**REQUIRED WORK**. Report every line from the material that contains the word "train".

**STORED DATA**.
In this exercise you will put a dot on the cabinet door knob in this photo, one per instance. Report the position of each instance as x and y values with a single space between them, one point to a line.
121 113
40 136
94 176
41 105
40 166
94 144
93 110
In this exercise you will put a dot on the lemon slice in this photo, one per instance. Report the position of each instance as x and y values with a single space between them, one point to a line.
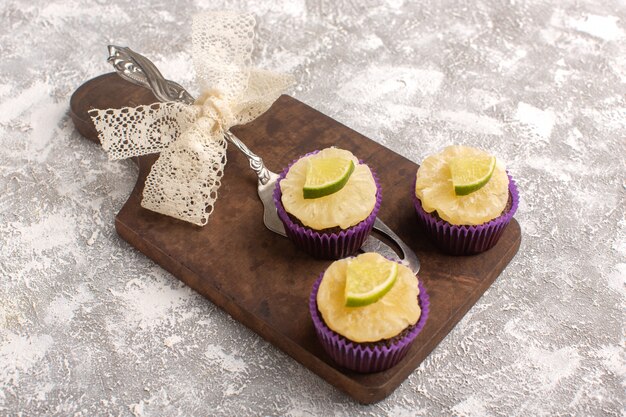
==
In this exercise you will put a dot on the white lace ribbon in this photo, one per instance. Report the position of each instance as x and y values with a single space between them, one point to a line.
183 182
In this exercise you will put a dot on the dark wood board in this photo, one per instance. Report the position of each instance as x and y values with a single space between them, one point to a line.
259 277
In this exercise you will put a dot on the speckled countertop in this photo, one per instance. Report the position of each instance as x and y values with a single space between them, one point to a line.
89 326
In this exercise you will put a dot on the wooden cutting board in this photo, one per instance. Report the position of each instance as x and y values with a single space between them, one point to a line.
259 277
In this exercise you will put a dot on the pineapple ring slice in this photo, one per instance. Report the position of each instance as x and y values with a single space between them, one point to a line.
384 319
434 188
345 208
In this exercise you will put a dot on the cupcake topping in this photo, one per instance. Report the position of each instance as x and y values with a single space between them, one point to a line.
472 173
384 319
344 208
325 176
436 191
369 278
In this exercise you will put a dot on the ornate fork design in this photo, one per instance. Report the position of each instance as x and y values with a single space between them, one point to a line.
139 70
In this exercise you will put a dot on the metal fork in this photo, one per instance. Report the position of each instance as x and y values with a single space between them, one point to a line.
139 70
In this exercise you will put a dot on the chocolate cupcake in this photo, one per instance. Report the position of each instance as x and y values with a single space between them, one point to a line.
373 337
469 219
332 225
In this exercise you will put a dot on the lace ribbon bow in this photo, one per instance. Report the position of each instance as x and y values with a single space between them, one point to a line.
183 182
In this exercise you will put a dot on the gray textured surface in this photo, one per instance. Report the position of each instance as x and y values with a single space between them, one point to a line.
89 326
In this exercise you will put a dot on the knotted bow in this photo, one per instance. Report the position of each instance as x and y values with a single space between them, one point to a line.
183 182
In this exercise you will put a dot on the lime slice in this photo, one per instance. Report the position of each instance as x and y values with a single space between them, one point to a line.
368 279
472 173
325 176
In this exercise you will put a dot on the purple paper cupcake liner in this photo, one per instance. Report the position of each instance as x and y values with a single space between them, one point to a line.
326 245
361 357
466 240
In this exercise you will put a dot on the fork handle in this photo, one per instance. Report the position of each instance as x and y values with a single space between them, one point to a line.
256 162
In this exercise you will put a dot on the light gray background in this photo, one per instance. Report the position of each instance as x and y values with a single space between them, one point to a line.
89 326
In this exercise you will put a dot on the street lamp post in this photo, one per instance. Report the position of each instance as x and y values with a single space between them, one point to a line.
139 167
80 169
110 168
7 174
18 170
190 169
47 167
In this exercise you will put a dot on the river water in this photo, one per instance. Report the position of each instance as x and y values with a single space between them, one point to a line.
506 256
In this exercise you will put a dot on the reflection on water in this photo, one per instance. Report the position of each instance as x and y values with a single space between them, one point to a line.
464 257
* * *
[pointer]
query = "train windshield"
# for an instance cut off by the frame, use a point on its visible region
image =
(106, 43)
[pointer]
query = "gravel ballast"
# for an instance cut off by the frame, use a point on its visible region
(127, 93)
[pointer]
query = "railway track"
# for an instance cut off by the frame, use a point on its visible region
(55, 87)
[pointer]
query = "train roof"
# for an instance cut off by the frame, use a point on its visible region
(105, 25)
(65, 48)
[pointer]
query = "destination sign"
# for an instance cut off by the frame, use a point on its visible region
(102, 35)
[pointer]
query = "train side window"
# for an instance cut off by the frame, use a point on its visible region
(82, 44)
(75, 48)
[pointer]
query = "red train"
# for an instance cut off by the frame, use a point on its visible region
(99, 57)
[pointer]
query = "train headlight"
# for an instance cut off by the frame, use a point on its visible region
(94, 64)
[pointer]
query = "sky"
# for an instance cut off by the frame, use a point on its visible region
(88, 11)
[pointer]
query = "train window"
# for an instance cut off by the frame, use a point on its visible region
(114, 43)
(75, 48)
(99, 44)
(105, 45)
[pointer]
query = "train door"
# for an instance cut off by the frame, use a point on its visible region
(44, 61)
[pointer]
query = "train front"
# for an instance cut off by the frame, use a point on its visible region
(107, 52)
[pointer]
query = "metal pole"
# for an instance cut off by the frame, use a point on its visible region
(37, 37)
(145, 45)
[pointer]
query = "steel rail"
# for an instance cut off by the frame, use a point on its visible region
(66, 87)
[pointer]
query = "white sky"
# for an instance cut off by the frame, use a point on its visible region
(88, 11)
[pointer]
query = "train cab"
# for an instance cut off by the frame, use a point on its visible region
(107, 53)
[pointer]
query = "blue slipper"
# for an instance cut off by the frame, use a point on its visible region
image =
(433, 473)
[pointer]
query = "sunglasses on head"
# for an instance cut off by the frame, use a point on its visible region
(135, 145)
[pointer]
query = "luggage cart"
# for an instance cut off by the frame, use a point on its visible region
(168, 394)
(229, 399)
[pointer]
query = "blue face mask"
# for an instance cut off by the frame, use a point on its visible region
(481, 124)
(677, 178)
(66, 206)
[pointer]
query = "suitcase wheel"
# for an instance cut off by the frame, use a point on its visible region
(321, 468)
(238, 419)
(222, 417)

**ANSWER SECTION**.
query = "train windshield"
query = "train roof"
query = "train side window"
query = "red train"
query = "train headlight"
query = "train window"
query = "train door"
query = "train front"
query = "train cab"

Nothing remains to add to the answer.